**Study text:**
=== Begin Enclosure ===

Tegan,
Much has been written about the cost and unrealistic toll — both physically and mentally — of being a professional touring musician. In our most successful years as a band, we spent close to 300 days a year traveling, performing, rehearsing, and marketing our music on the road. We did this to live, but also to unlock marketing dollars from our record label; to earn commissionable income for our managers and agents; and to build, nurture and grow an audience into a thriving community of fans and supporters. Even though we approved of these grueling schedules, it somehow felt required and not always under our control.
Whatever qualms I had, I mostly suffered in private. I worried vocalizing them would make me seem ungrateful, spoiled, and weak. But what disturbed me most was the feeling that unlike my touring peers, I was unable to consistently connect with the higher power of performance. The flow I felt when writing at home was rarely achieved on stage, and a consistent, dull longing nagged me for decades.
I should like this more. I should love this more.

=== End Enclosure ===

**Entries provided:**
=== Begin Enclosure ===

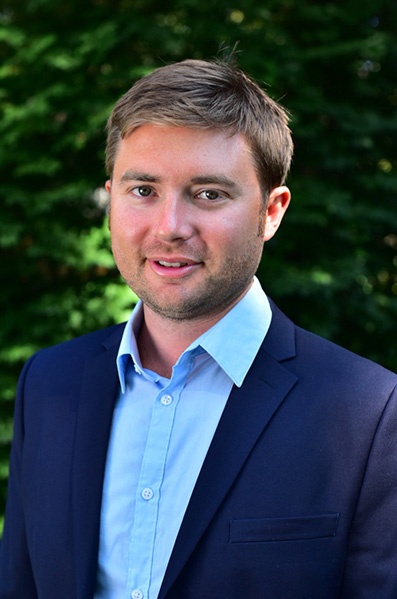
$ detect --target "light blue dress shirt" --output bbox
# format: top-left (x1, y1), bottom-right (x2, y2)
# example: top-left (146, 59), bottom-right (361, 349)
top-left (95, 278), bottom-right (271, 599)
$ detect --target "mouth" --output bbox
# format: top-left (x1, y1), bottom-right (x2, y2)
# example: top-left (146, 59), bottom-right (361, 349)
top-left (156, 260), bottom-right (188, 268)
top-left (148, 256), bottom-right (202, 279)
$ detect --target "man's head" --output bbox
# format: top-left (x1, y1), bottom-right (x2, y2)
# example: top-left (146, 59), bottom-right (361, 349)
top-left (106, 60), bottom-right (293, 200)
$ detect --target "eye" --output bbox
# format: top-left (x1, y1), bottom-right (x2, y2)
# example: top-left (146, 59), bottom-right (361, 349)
top-left (197, 189), bottom-right (222, 200)
top-left (132, 185), bottom-right (153, 198)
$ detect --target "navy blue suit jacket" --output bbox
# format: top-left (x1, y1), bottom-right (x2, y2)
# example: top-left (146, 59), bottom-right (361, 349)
top-left (0, 306), bottom-right (397, 599)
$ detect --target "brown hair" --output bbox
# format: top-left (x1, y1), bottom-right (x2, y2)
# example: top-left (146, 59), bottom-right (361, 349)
top-left (106, 60), bottom-right (293, 197)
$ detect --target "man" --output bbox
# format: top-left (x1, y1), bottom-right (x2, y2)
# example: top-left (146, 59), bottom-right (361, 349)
top-left (0, 60), bottom-right (397, 599)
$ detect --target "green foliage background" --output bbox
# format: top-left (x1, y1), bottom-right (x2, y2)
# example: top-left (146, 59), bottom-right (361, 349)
top-left (0, 0), bottom-right (397, 536)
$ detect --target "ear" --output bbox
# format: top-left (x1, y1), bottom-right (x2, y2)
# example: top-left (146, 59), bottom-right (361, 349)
top-left (105, 179), bottom-right (112, 231)
top-left (263, 185), bottom-right (291, 241)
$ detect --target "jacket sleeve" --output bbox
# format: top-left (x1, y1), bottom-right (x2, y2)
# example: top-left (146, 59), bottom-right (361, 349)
top-left (0, 358), bottom-right (37, 599)
top-left (340, 388), bottom-right (397, 599)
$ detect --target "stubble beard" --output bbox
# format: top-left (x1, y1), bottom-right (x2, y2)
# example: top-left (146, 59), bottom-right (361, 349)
top-left (120, 232), bottom-right (263, 322)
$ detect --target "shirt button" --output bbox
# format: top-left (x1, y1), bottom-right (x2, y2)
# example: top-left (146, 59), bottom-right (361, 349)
top-left (139, 487), bottom-right (154, 502)
top-left (160, 395), bottom-right (173, 406)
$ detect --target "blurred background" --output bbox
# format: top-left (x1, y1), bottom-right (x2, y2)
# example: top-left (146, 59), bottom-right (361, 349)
top-left (0, 0), bottom-right (397, 531)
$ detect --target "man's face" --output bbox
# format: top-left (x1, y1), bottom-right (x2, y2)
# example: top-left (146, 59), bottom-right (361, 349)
top-left (107, 124), bottom-right (288, 320)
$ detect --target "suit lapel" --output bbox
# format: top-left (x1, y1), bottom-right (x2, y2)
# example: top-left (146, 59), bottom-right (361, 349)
top-left (159, 306), bottom-right (297, 599)
top-left (72, 329), bottom-right (120, 598)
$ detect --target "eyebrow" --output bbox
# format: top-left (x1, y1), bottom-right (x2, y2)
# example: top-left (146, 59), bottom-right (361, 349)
top-left (120, 170), bottom-right (240, 191)
top-left (191, 175), bottom-right (239, 190)
top-left (120, 170), bottom-right (160, 183)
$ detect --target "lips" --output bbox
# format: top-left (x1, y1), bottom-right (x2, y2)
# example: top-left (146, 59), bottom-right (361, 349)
top-left (156, 260), bottom-right (188, 268)
top-left (148, 256), bottom-right (202, 279)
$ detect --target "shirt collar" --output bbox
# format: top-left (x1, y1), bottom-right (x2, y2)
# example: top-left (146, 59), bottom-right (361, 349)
top-left (117, 277), bottom-right (272, 393)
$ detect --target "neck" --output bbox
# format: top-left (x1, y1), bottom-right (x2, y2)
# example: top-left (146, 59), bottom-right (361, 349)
top-left (138, 306), bottom-right (228, 378)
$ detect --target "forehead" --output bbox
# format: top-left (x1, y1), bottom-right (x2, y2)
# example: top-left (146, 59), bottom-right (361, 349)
top-left (114, 124), bottom-right (255, 182)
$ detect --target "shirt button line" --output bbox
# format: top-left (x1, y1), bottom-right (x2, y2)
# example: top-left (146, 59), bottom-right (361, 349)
top-left (141, 487), bottom-right (154, 501)
top-left (160, 395), bottom-right (173, 406)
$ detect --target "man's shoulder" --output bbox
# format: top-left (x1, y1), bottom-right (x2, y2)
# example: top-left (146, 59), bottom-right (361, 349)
top-left (28, 323), bottom-right (125, 376)
top-left (264, 304), bottom-right (397, 385)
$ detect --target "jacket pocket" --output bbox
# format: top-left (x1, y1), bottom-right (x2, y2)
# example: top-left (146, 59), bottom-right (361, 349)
top-left (229, 514), bottom-right (339, 543)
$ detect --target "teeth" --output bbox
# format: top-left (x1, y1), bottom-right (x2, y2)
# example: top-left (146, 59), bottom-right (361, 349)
top-left (159, 260), bottom-right (187, 268)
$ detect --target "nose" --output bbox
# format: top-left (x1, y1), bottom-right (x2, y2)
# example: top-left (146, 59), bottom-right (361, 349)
top-left (153, 194), bottom-right (193, 241)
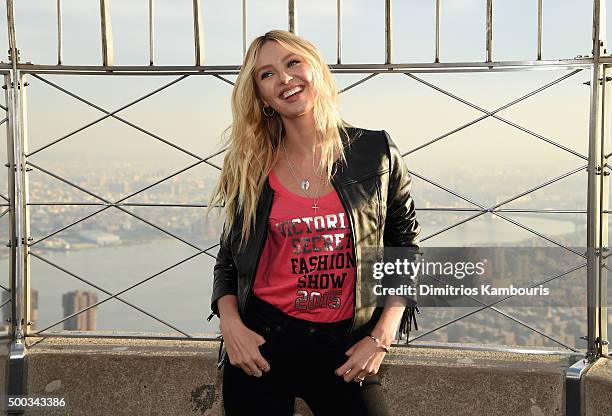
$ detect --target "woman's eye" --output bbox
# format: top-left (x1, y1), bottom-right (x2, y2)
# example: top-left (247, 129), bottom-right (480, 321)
top-left (261, 59), bottom-right (300, 79)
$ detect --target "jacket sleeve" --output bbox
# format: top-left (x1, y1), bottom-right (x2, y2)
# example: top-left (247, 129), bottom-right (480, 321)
top-left (208, 224), bottom-right (238, 321)
top-left (383, 130), bottom-right (421, 339)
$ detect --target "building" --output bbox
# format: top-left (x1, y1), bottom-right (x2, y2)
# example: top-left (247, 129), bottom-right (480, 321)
top-left (62, 290), bottom-right (98, 331)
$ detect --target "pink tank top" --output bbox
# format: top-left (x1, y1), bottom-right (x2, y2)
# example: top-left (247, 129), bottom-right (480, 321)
top-left (253, 171), bottom-right (355, 322)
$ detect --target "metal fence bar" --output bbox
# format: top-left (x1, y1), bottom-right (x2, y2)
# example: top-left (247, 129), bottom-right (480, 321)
top-left (193, 0), bottom-right (204, 66)
top-left (336, 0), bottom-right (342, 64)
top-left (56, 0), bottom-right (63, 65)
top-left (537, 0), bottom-right (542, 61)
top-left (242, 0), bottom-right (247, 58)
top-left (598, 63), bottom-right (612, 356)
top-left (100, 0), bottom-right (114, 66)
top-left (586, 0), bottom-right (605, 361)
top-left (385, 0), bottom-right (393, 64)
top-left (0, 0), bottom-right (612, 355)
top-left (289, 0), bottom-right (297, 35)
top-left (149, 0), bottom-right (155, 66)
top-left (434, 0), bottom-right (441, 63)
top-left (486, 0), bottom-right (493, 62)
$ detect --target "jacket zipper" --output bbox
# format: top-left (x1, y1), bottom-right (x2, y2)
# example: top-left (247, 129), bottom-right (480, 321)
top-left (330, 177), bottom-right (359, 337)
top-left (243, 188), bottom-right (274, 316)
top-left (206, 184), bottom-right (274, 321)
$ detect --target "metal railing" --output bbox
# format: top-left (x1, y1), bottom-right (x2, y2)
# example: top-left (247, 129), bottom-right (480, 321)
top-left (0, 0), bottom-right (612, 368)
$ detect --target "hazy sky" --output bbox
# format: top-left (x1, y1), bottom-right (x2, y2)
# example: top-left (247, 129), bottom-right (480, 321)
top-left (0, 0), bottom-right (611, 191)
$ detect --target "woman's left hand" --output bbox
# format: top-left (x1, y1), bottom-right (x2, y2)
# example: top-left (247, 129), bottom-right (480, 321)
top-left (336, 337), bottom-right (386, 382)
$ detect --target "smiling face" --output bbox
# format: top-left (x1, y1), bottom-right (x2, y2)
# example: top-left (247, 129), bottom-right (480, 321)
top-left (255, 41), bottom-right (316, 118)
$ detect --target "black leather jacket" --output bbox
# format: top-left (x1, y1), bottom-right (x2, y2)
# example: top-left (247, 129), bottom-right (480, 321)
top-left (208, 127), bottom-right (421, 360)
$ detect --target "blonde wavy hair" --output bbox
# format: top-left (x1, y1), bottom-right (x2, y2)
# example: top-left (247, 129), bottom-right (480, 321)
top-left (206, 30), bottom-right (353, 247)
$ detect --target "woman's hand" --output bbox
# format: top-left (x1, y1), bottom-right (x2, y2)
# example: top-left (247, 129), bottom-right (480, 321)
top-left (336, 337), bottom-right (386, 382)
top-left (219, 317), bottom-right (270, 377)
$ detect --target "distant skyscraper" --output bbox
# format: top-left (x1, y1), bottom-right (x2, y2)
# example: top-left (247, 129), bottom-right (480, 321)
top-left (62, 290), bottom-right (98, 331)
top-left (0, 289), bottom-right (38, 330)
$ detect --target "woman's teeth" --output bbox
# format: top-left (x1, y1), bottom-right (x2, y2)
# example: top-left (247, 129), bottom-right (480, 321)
top-left (283, 87), bottom-right (302, 99)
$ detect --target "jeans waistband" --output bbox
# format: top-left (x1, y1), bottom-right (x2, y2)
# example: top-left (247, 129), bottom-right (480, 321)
top-left (247, 295), bottom-right (352, 333)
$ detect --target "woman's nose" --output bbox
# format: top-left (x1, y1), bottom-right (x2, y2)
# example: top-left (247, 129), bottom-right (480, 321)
top-left (280, 72), bottom-right (293, 84)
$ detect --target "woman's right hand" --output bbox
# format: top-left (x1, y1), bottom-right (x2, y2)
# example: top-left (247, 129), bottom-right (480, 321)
top-left (219, 317), bottom-right (270, 377)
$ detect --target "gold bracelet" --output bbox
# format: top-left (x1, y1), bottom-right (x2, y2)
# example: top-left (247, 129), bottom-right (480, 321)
top-left (368, 334), bottom-right (389, 353)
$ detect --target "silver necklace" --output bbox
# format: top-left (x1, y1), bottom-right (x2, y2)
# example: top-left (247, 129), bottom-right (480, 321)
top-left (283, 142), bottom-right (323, 214)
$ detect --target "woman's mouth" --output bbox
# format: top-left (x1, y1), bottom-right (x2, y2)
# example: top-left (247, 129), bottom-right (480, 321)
top-left (281, 85), bottom-right (304, 102)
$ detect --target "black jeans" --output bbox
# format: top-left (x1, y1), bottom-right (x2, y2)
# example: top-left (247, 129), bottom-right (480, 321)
top-left (223, 295), bottom-right (390, 416)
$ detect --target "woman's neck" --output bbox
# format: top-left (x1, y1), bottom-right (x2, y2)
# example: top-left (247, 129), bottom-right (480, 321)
top-left (283, 114), bottom-right (317, 159)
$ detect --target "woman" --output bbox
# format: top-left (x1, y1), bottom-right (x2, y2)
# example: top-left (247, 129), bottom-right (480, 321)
top-left (207, 30), bottom-right (420, 416)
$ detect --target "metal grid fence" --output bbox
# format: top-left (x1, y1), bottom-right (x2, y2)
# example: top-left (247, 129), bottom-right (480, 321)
top-left (0, 0), bottom-right (612, 368)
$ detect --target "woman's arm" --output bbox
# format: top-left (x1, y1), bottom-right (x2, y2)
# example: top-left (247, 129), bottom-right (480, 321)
top-left (336, 130), bottom-right (421, 382)
top-left (211, 226), bottom-right (270, 377)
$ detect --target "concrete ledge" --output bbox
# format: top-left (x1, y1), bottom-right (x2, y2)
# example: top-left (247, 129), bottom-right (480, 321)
top-left (9, 338), bottom-right (592, 416)
top-left (582, 358), bottom-right (612, 416)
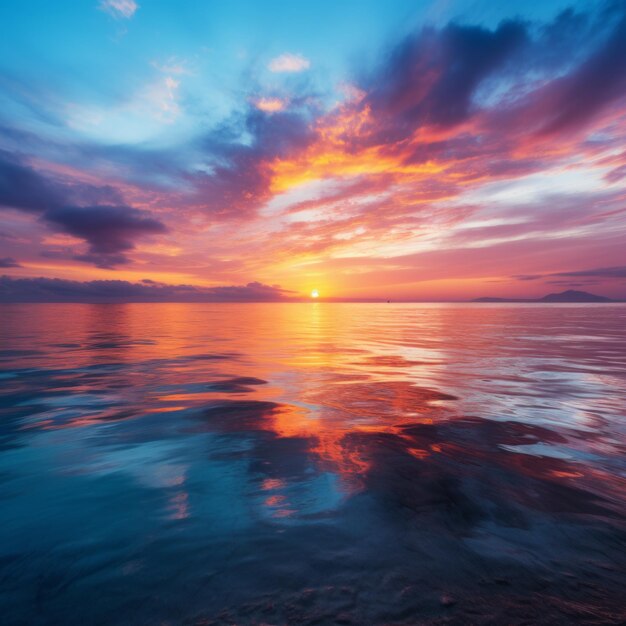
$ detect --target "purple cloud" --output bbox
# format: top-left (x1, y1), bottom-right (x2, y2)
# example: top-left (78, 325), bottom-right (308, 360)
top-left (0, 276), bottom-right (290, 302)
top-left (0, 256), bottom-right (22, 268)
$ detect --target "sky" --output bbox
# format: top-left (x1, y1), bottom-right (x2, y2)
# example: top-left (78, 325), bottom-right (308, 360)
top-left (0, 0), bottom-right (626, 301)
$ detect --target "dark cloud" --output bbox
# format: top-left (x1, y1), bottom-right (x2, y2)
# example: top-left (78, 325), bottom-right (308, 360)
top-left (43, 206), bottom-right (166, 266)
top-left (0, 152), bottom-right (167, 268)
top-left (362, 21), bottom-right (527, 143)
top-left (0, 150), bottom-right (64, 213)
top-left (0, 256), bottom-right (22, 267)
top-left (511, 265), bottom-right (626, 285)
top-left (541, 8), bottom-right (626, 134)
top-left (0, 276), bottom-right (289, 302)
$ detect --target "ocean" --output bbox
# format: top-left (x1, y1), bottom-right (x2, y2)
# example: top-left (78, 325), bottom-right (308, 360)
top-left (0, 302), bottom-right (626, 625)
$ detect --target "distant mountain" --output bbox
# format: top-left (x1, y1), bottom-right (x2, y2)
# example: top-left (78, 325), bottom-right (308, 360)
top-left (472, 289), bottom-right (619, 302)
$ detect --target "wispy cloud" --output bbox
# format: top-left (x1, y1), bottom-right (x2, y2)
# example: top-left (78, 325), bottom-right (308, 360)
top-left (0, 256), bottom-right (22, 268)
top-left (254, 98), bottom-right (285, 113)
top-left (267, 52), bottom-right (311, 73)
top-left (98, 0), bottom-right (139, 20)
top-left (0, 275), bottom-right (290, 302)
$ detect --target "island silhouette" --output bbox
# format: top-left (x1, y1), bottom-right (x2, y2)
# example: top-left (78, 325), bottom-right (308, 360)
top-left (472, 289), bottom-right (621, 303)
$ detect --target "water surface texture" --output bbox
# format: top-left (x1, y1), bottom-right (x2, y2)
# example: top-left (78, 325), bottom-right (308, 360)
top-left (0, 303), bottom-right (626, 625)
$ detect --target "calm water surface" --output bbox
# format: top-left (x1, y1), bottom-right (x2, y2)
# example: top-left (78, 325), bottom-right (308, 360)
top-left (0, 303), bottom-right (626, 625)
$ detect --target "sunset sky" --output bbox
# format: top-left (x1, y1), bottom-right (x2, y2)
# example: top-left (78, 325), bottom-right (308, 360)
top-left (0, 0), bottom-right (626, 300)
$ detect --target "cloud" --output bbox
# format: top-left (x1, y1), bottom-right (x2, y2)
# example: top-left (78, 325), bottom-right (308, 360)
top-left (254, 98), bottom-right (285, 113)
top-left (0, 276), bottom-right (289, 302)
top-left (0, 256), bottom-right (22, 267)
top-left (361, 21), bottom-right (527, 133)
top-left (0, 153), bottom-right (167, 268)
top-left (267, 52), bottom-right (311, 73)
top-left (98, 0), bottom-right (139, 20)
top-left (187, 108), bottom-right (313, 219)
top-left (550, 265), bottom-right (626, 278)
top-left (43, 206), bottom-right (167, 267)
top-left (512, 265), bottom-right (626, 284)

=== End Enclosure ===

**What you will do:**
Carry on the letter about touring as a musician, starting right after its last line. The records are unrelated to the text and stand as separate material.

**Answer area:**
During the pandemic, the disorienting relief of no longer being on tour, or anticipating an upcoming tour, was so unfamiliar I initially mistook it for grief. I was emotional and exhausted, drowning in an abundance of free time and mental space. Sitting at my desk each morning hitting refresh on my different email accounts, I suddenly realized there was absolutely no point to any of it. I was my own boss, my best employee, and the unrelenting timekeeper of the clock waiting to be punched again and again.
So, I shut off my computer and I started walking for hours a day, then jogging, and finally running miles on the streets around my house. What would my life have been like if I’d quit music in 2003 when I moved to Montreal? What if Neil Young’s manager, Elliot Roberts, had never offered us a record deal in 1998? What if instead of making a pop album in 2013 we’d just quit? What if I’d had a baby in my 20’s instead of my 40’s?